**What to work on**
Repeat the data below exactly, dropping any pictures it holds.

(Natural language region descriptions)
══════════

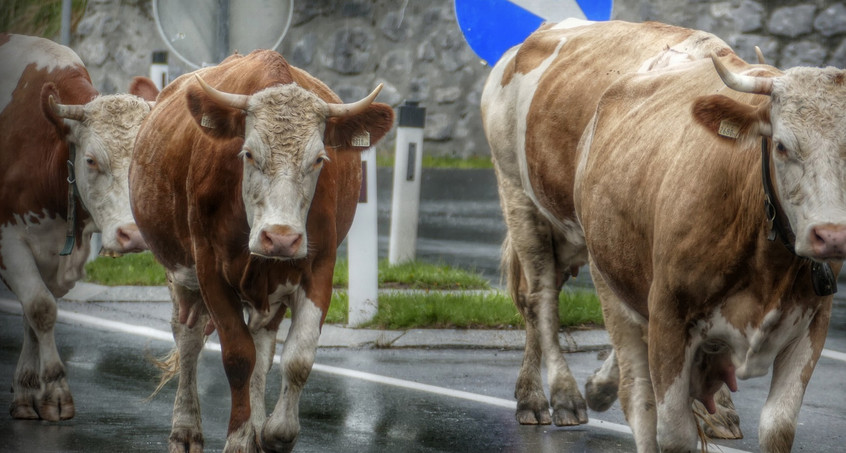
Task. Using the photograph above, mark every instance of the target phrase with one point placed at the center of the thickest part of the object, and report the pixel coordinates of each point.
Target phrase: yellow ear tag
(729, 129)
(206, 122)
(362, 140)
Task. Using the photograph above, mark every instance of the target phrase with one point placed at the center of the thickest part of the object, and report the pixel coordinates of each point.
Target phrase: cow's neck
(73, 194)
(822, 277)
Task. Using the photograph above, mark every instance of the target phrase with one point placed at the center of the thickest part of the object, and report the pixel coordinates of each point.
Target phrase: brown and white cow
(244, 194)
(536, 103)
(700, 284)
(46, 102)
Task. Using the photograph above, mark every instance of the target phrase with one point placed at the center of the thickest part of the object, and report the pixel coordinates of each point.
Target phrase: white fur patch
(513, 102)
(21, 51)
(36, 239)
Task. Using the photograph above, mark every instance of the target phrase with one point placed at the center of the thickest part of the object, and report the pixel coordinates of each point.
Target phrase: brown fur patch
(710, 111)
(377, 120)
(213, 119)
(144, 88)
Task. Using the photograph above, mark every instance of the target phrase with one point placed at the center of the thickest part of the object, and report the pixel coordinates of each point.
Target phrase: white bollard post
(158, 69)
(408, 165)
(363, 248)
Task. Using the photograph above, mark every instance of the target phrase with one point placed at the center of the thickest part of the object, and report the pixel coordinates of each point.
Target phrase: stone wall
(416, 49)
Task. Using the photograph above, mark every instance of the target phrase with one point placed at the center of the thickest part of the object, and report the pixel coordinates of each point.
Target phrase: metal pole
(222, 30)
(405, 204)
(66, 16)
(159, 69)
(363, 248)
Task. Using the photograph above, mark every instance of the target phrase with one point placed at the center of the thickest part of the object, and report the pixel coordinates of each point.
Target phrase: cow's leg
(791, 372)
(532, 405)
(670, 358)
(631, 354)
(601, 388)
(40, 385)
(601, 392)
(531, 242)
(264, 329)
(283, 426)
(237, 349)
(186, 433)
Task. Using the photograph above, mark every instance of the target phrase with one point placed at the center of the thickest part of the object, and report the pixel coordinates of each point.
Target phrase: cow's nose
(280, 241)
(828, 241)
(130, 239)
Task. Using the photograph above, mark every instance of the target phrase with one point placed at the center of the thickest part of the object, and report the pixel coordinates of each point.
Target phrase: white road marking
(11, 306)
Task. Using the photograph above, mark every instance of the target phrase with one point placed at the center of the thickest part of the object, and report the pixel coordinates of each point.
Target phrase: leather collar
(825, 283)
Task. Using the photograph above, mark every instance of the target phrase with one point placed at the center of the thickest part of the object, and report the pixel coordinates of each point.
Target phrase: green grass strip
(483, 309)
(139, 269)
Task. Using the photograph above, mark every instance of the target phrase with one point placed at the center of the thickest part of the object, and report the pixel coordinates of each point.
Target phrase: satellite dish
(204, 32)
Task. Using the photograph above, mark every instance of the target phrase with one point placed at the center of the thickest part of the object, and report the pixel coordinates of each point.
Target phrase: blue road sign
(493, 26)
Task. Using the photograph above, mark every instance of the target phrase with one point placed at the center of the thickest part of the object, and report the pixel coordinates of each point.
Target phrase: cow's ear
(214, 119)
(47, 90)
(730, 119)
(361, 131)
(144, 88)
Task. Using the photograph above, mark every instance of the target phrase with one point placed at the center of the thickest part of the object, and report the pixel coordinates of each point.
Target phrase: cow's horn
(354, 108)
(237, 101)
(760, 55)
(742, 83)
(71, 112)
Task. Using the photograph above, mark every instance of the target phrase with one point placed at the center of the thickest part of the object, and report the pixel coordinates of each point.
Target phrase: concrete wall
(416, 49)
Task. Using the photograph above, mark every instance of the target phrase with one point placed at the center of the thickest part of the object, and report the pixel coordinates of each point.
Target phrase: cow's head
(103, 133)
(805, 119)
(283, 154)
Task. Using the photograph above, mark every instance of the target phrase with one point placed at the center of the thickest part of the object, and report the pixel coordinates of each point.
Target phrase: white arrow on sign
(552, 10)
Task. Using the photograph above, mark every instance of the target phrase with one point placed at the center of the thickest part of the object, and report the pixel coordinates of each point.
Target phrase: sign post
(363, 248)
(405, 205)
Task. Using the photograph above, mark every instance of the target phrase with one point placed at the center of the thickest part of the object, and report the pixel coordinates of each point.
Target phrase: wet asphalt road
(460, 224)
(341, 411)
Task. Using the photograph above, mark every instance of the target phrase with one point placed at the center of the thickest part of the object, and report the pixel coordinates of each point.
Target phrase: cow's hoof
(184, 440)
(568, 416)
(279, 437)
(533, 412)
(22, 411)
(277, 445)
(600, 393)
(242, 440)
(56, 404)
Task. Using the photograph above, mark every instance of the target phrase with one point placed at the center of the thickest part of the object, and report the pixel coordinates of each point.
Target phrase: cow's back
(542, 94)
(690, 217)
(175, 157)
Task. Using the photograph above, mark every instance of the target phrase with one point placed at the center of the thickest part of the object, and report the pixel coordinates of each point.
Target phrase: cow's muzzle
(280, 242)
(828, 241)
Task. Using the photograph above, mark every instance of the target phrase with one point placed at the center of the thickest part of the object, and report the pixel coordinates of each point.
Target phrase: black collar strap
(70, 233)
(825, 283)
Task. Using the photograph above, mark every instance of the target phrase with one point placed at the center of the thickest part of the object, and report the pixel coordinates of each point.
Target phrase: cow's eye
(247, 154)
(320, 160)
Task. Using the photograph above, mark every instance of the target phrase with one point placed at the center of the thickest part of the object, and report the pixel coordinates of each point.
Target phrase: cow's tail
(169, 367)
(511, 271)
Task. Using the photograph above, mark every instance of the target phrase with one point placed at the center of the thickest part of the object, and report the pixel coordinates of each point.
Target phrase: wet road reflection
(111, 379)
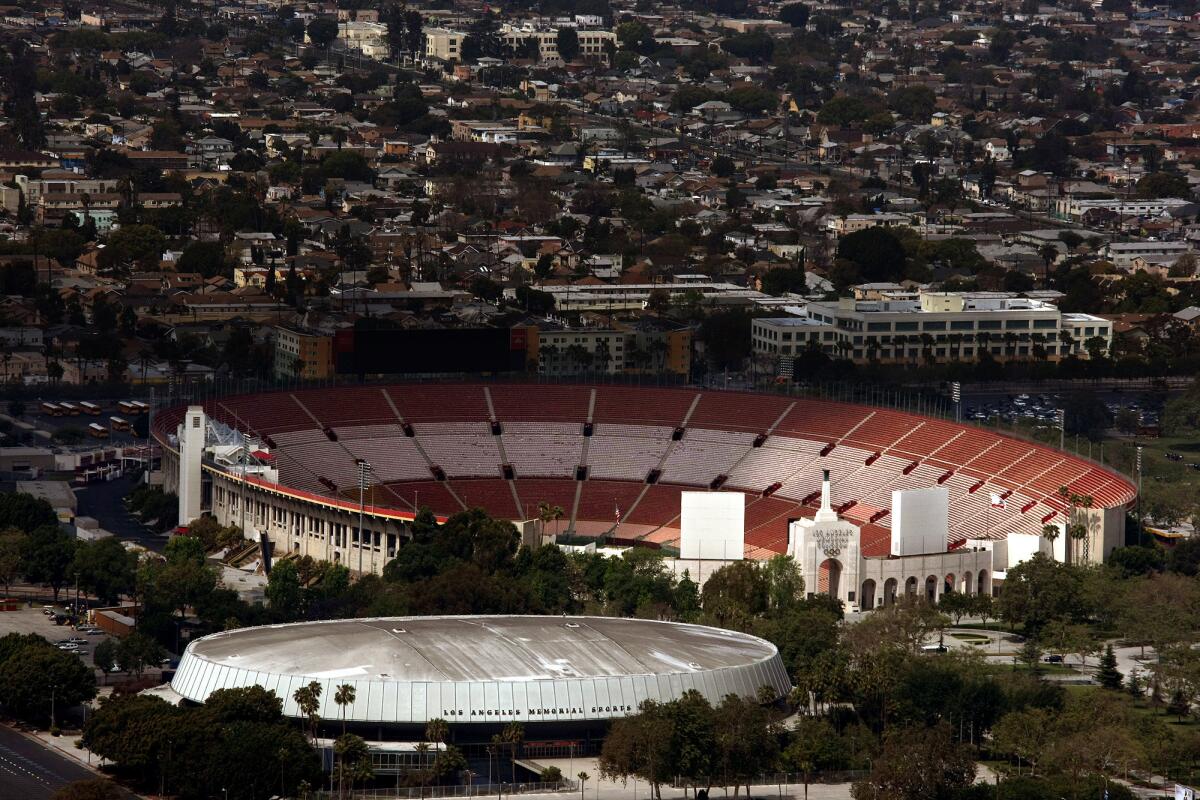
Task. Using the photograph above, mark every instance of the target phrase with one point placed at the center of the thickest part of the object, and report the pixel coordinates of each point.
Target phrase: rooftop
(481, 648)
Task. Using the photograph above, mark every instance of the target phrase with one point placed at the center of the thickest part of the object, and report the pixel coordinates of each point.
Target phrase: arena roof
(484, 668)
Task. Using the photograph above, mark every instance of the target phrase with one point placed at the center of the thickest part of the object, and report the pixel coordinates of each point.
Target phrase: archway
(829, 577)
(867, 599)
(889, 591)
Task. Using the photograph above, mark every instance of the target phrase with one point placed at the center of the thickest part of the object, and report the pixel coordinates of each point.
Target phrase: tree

══════════

**Task answer**
Task. Using the photograph above, mark every instance of the target phrase with one point placed at the center of the thickest part of the object, and report the pixel coordinates of each point.
Target phrase: yellow ear tag
(729, 129)
(206, 122)
(362, 140)
Task. Using the photograph above, mark every instance of the target phrase with one point placed at the center of the thickest part of the object, and report the pixel coordinates of each point.
Target phrase: cow's neck
(73, 194)
(822, 277)
Task. Using the photograph above, mark every instance of the target phrase with one point placed at the center of the thickest part of the object, and report the pixel coordinates of each point.
Target phrase: brown and white cow
(244, 194)
(536, 103)
(700, 284)
(46, 102)
Task. Using the photograph above, mark every instance of the target phrase with one point placed at the center of the thickest part of the object, and report the pixel coordinates of each point.
Target phrase: white fur patch
(513, 102)
(21, 51)
(36, 239)
Task. Using the photograph above, mark every instance of the target phrase with one point placed at the center of the thickest part of the object, and report the pixel coordinates of each point.
Target phrase: brown fur patch
(710, 111)
(377, 120)
(213, 119)
(144, 88)
Task. Using the photograph above, mark every instance of the target phrase with one point placed at the center of the thickest part of the object, and report the pixel coordinates of each point.
Target phrase: white bollard post
(158, 69)
(408, 165)
(363, 248)
Task. Using the photograph above, mark every instance of the target phrase with one point placed at the center of the thickest part of the object, and report the pixel coordinates of each point.
Target phrase: stone wall
(416, 49)
Task. Using the photograph above, mark every instance of the target phrase with one point placed at the center of the thickest part of the object, and report the pixel coordinates of each point.
Target phrase: metal pole
(222, 30)
(405, 204)
(66, 16)
(159, 69)
(363, 248)
Task. Using the photograph above, mark every instance of the target phrase with one point placed at the center of the thickest part of the object, and report the pixel coordinates of each point.
Target phrase: cow's leg
(791, 372)
(532, 405)
(670, 358)
(631, 354)
(601, 388)
(40, 385)
(601, 392)
(531, 242)
(264, 329)
(283, 426)
(237, 349)
(186, 433)
Task. Using the photograph above, mark every instance of the target phrase with one point placed at the center of the thickest part of the object, and report the pixel coordinates of each point.
Target phrase: cow's nose
(280, 241)
(828, 241)
(130, 239)
Task. Using the photograph above, mark every instance of the target phrase with one point placed at the center of the thickest part of the object, and report the pixel coordinates of each point.
Target phrase: white road marking
(11, 306)
Task. Using the photograph above, mark every instance of the target phrase with one point placed at the center of the thickest part of the object, and report the pixel coordinates of each point.
Target phrase: leather collar
(825, 283)
Task. Using the photograph above, mark every instance of the target phrase with one point placed at the center of the thickest part of the object, and report the pixel coordinates of each point.
Target phrase: green grass strip
(483, 309)
(139, 269)
Task. Using the photograph above, mark every instance of the target phrase with one point placed at the center of the thickest part of the object, and report the pixel coordinates of each point.
Target phrase: satellite dish
(204, 32)
Task. Using the photograph above, mark every instance of the target phrase with one point placed at the center of the thickest part of the object, and report the pixel coordinates of each point.
Target phrase: blue road sign
(493, 26)
Task. Using the photograph above, mark every instance of the target phrase with one point placed at the center of the thickest part of the object, and report the pixel coordinates of each point.
Target phrase: cow's ear
(214, 119)
(47, 90)
(730, 119)
(361, 131)
(144, 88)
Task. Using the photograph above, mark every instance of the target phrase with one point placed at the center of the thickest part of the object, and report the pixel coordinates of each point.
Target phrase: cow's horn
(354, 108)
(237, 101)
(760, 55)
(742, 83)
(71, 112)
Task. Using the photograph above, mark every instance of the target phrase with one point placed at the center of the thickest part of the object, and report the pixel coordinates of each point.
Target phrase: concrete wall
(416, 49)
Task. Using the photograph above, mark every instance of the target phrase with one point placed at the center of the thickest part of the object, and report the pixel coordinates of each point.
Target phrase: cow's head
(103, 133)
(805, 119)
(283, 154)
Task. Using the photograph above, mark every instance of the target phrase with one point placed at the center of the thickest part of the object, and report the pixel coordinates of each point.
Target phrase: white arrow on sign
(552, 10)
Task. Using the photograph above, mark every instance of the target phrase with one point placed at the center of the thickest part of the object, and report the pixel coordinates of each point.
Target phrase: sign post
(363, 248)
(405, 205)
Task. Using the photograph above, mark every instance of the target phrase with one point placed at the center of the thickest part of the object, and report the pixel coordinates of each point.
Target phrase: wet asphalt road
(460, 224)
(341, 411)
Task. Using the photograph above, mark every instance of the target phrase with one point placed at the center of the thickest part of the object, and report the pixel coordinates of each point.
Target phrase: cow's hoof
(184, 440)
(568, 416)
(279, 437)
(533, 412)
(22, 411)
(277, 445)
(600, 393)
(242, 440)
(56, 404)
Task. Using the photograph above, mark every instance of the target phrase with one point placed at the center of the thickest part of the object, and report the pixel coordinates of each point.
Target phrase: cow's back
(542, 94)
(690, 217)
(175, 157)
Task. Using the photograph above, mark every instance of the target phrase with one point placed at the center of the thickest part of the object, and report the pixel coordinates of each point.
Target phrase: cow's muzzle
(280, 242)
(828, 241)
Task. Using the photograph above, mark every instance of the target phrase with one point placed at the center of the thickest part of the object, and report the pixel coordinates of each point.
Target phrase: black collar strap
(70, 233)
(825, 283)
Task. Using the photograph above, mark every instance of the target phrase with one point placed at the center of the thickest part of the object, and report the pixel coordinates of each point.
Target phrase: cow's eye
(247, 154)
(320, 160)
Task. Using the photograph above, mark every instance of the target phrase with one point placed at the center of the thickest part of the object, and report the pixel coordinates of each point.
Target phrase: cow's tail
(169, 367)
(511, 271)
Task. Using the photograph above, mark every instance of the target phrase with one point placed at the center of the thickest part of the object, and report the pixel coordinates of each point.
Target phrase: wet road reflection
(111, 379)
Task. Using the photograph above, mark every instance of the target phrase with one point placed at the center of the thickest part of the object, and report the pixel coordinates of each point.
Target phrase: rooftop
(481, 648)
Task. Using the photograph above, mark every instance of the target phrase with one point placed at the center of the thickest part of the object, and report the pixel coordinates of each point.
Target phrase: arena roof
(484, 668)
Task. Using the photograph above, mark every instance of the target phrase with one point placed at the center of the thickest part of the object, and report the pixel coordinates of each point.
Target phrase: archway
(829, 577)
(867, 599)
(889, 591)
Task. Using the photograph above, mark every instance of the target phrase with one point placed at the center of the thickest part of the object, and report the pixel coordinates of each point.
Target phrase: tree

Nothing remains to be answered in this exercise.